─── Passage
Czech Technical University in Prague (CTU, ) is one of the largest universities in the Czech Republic with 8 faculties, and is one of the oldest institutes of technology in Central Europe. It is also the oldest non-military technical university in Europe.

In the academic year 2020/21, Czech Technical University offered 130 degree programs in Czech and 84 in English. It was considered one of the top 10 universities in emerging Europe and Central Asia in the same year.

History 

It was established as the Institute of Engineering Education in 1707, but as a secondary education (high school) instead of a tertiary university, by Emperor Joseph I as a response to Christian Josef Willenberg's petition addressed to preceding emperor Leopold I. In 1806, the institute of Engineering Education was transformed into Prague Polytechnical Institute (or Prague Polytechnic), when the university studies began. After the disintegration of the Austro-Hungarian Empire, the name of the school was changed in 1920 to the Czech Technical University in Prague.

Origins 
In 1705,  asked Emperor Leopold I for permission to teach "the art of engineering". Later, the emperor's only son, who succeeded him on the throne in 1707 as Joseph I, ordered the Czech state of Prague to provide engineering education. For various reasons, the request was not implemented for some time. However, in October 1716, Willenberg repeated the request. Finally, on 9 November 1717, a decree by the Czech state granted Willenberg the first engineering professorship in Central Europe. On 7 January 1718, he began teaching.

Initially, Willenberg started teaching only 12 students in his own apartment (six barons, four knights, and two burghers), but gradually students proliferated (in 1779, there were around 200) and they started studying in more suitable premises. Initially, the training focused mainly on the military. Teaching in the first year lasted one hour per day; in the second year, almost two.

The successor of Prof. Willenberg was Johann Ferdinand Schor, builder of hydraulic structures in the basin of the Vltava and author of textbooks used at the school of mathematics. He began under Willenberg's leadership by teaching optics, perspectivity, technical drawing and geography. The third was professor František Antonín Herget, who mainly focused on civil engineering, particularly construction.

In September 1776, Maria Theresa allowed Herget to use the Clementinum building; in 1786, the school moved to the new and better building.

In 1787, the School of Engineering was established at the decree of Emperor Joseph II.

Academic profile

Rankings 
The CTU is the best technical university in the Czech Republic. In 2010, in the world rating of THES-QS universities in the category of technical sciences, the CTU took the 121st place, in the category of natural sciences – 246th place. In 2018, Czech Technical University was ranked as 220th in Engineering and Technology in the QS World University Rankings.

Admissions 
Students apply to faculty. Each faculty has different admissions requirements. Acceptance rate ranges from 52.32% (Faculty of Information Technology) to 81.51% (Faculty of Transportation Sciences). The percentage of international students grew from 2.5% in 2000 to 16.4% in 2017.
──────
▸ **Instructions**:
1. Please print the CTU passage verbatim from "It was established" up to and including "University in Prague.".
2. Name every subject the CTU passage says Johann Ferdinand Schor began by teaching.
The lines that come next aren't needed for anything here.
─── Information provided
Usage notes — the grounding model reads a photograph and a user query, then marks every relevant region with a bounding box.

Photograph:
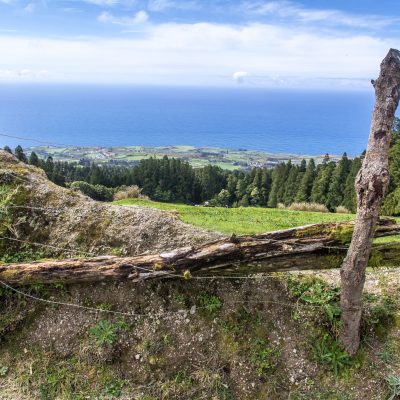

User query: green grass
[115,199,354,234]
──────
▸ **Exercise solutions**:
1.
It was established as the Institute of Engineering Education in 1707, but as a secondary education (high school) instead of a tertiary university, by Emperor Joseph I as a response to Christian Josef Willenberg's petition addressed to preceding emperor Leopold I. In 1806, the institute of Engineering Education was transformed into Prague Polytechnical Institute (or Prague Polytechnic), when the university studies began. After the disintegration of the Austro-Hungarian Empire, the name of the school was changed in 1920 to the Czech Technical University in Prague.

2. Optics, perspectivity, technical drawing, geography